§ Task
Every entry needs to be printed exactly, please.
[Dataset excerpts — start]
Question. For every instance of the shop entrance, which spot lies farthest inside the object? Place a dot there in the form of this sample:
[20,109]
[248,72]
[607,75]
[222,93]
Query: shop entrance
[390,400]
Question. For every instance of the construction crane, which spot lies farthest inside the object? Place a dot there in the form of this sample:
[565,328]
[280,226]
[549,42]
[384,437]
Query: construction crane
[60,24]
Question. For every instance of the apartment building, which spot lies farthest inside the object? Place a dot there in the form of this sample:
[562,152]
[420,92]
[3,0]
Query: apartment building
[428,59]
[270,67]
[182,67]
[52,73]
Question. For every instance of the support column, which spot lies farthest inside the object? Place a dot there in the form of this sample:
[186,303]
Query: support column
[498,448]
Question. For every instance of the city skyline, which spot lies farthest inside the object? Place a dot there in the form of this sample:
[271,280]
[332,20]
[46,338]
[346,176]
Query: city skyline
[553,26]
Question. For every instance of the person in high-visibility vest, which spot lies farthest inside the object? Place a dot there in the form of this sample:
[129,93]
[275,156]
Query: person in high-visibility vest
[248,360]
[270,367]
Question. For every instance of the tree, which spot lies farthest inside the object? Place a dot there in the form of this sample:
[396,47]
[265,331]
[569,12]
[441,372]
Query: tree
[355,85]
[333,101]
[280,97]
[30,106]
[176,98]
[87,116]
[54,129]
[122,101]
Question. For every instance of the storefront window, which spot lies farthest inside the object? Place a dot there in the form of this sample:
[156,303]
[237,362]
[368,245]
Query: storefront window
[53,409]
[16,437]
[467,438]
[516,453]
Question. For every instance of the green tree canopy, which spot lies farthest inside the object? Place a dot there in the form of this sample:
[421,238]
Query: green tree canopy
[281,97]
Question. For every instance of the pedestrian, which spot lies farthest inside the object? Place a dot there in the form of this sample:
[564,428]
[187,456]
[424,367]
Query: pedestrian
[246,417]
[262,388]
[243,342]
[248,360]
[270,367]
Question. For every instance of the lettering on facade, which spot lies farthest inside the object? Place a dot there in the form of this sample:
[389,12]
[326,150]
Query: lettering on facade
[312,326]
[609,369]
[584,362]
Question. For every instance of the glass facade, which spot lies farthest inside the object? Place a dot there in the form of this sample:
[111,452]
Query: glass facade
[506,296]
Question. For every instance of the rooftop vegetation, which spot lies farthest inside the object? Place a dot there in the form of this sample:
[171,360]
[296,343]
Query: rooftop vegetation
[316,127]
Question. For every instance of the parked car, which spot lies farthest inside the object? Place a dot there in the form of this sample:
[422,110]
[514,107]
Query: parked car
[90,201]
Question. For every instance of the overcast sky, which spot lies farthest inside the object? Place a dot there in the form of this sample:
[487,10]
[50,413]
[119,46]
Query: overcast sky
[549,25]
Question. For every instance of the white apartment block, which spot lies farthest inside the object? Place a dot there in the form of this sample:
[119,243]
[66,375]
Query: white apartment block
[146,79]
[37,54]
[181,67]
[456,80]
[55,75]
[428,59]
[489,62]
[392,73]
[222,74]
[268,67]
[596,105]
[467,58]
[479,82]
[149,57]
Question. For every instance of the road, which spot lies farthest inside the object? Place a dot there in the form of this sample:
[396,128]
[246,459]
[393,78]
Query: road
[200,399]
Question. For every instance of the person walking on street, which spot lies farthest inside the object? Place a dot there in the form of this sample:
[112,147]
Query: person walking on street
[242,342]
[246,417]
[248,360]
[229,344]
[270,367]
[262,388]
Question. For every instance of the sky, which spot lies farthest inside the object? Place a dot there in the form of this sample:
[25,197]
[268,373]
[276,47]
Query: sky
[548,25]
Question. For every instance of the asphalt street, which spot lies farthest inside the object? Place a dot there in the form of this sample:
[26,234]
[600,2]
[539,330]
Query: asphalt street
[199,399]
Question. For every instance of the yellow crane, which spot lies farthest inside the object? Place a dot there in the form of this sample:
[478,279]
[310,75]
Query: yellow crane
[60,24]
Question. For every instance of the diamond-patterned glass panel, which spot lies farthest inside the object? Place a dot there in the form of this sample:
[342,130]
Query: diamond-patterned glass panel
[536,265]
[Dataset excerpts — finish]
§ Result
Question. For every instance of the shop entrance, which spot lies farthest inside the object? Place a dot there in the form of this sample:
[20,109]
[248,72]
[607,75]
[222,93]
Query: shop entrance
[390,400]
Question. For every instance of the construction crane, which spot lies farthest inside the object? Place a dot there in the form of this sample:
[565,328]
[280,226]
[549,42]
[384,437]
Query: construction crane
[60,24]
Question. For every instance of the apartment building, which spot lies farthest inside the object? Place a dot there in the form of this sample:
[562,152]
[420,92]
[3,0]
Query: apartment building
[428,59]
[270,67]
[182,67]
[52,73]
Question. For every instance of the support column, which spot lies farthest inside the object? Place a dot there in the form of this sample:
[186,303]
Query: support column
[498,448]
Question. For every instance of the city skyline, which spot lies farthest inside the object? Place a dot there in the form of this sample:
[271,280]
[332,20]
[46,338]
[346,176]
Query: city skyline
[553,26]
Question. For every instance of the person in high-visibility vest, which spot lies farthest inside the object? Place a dot there in the form of this sample:
[129,93]
[275,156]
Query: person in high-visibility vest
[248,360]
[270,367]
Question. For every instance of the tree, which spot lies farthest inside the object? Place a dot there in the form of this sample:
[396,47]
[265,331]
[569,12]
[441,372]
Query: tree
[355,85]
[333,101]
[280,97]
[30,106]
[176,98]
[87,116]
[54,129]
[122,101]
Question. For every instance of the storefront window, which spot lies farthest inside the object? Place a dot there in the form of this sample:
[156,303]
[237,362]
[368,245]
Query: storefront window
[53,409]
[16,437]
[467,438]
[516,453]
Question. For every instance of the green tree canopy, which spot lies farthest inside the object? Place a dot there in the form of this sample:
[421,238]
Query: green tree canopy
[281,97]
Question. For every instance of the pedestrian, which spot lies farthest inside the object? Place a dot there in the form of this sample:
[564,428]
[187,456]
[424,367]
Query: pedestrian
[246,417]
[262,388]
[243,342]
[248,360]
[270,367]
Question. For every instance of the lettering on facade, which spot lies farthest inside the object? Place a dot there in the form of this sample:
[389,12]
[326,150]
Query: lettering on facade
[312,326]
[609,369]
[584,362]
Question. For every instance of the glass facade, which spot lies farthest inside the object? Place a dot there in the form of this sample:
[111,452]
Query: glass facade
[506,296]
Question. For every instance of the rooftop vegetation, which spot lies farthest inside the object? Place a dot there in the form of this sample:
[171,360]
[296,343]
Query: rooftop vegetation
[316,127]
Question. For every instance of the parked car, which spot lies farthest inside the object? Place a dot there in the form of this sample:
[422,110]
[514,107]
Query: parked car
[90,201]
Question. For every instance of the overcast sky, which spot lies farthest inside the object? Place a dot there in the form of this sample:
[487,10]
[50,413]
[119,46]
Query: overcast sky
[549,25]
Question. For every instance of the white apartment block, which spot lies farthest inside the object? Place a dot there in the form of this sample:
[119,243]
[66,375]
Query: white apartment block
[146,79]
[37,54]
[181,67]
[456,80]
[55,75]
[428,59]
[489,62]
[392,73]
[222,74]
[268,67]
[596,105]
[467,58]
[479,82]
[149,57]
Question. For every instance of the road, which spot lies farthest inside the object? Place a dot there in the form of this sample:
[396,128]
[246,459]
[393,78]
Query: road
[200,399]
Question. For every instance of the person walking on street, which spot lies farthest inside the object? Place a dot there in the form of this sample:
[112,147]
Query: person walking on street
[242,342]
[246,417]
[248,360]
[229,344]
[270,367]
[262,388]
Question. For every instance of the sky, which spot lies farthest inside the object? Place a dot there in the form of this sample:
[25,197]
[268,373]
[276,47]
Query: sky
[548,25]
Question. For every instance of the asphalt street, which spot lies farthest inside the object? Place a dot there in the form of this sample:
[26,234]
[600,2]
[539,330]
Query: asphalt street
[199,399]
Question. For every instance of the yellow crane, which spot lies farthest inside the object? Place a dot there in the form of this sample:
[478,279]
[310,75]
Query: yellow crane
[60,24]
Question. For every instance of the diamond-patterned glass panel, which spot lies farthest inside the object? Place a dot there in the form of this sample:
[342,130]
Query: diamond-patterned glass panel
[536,265]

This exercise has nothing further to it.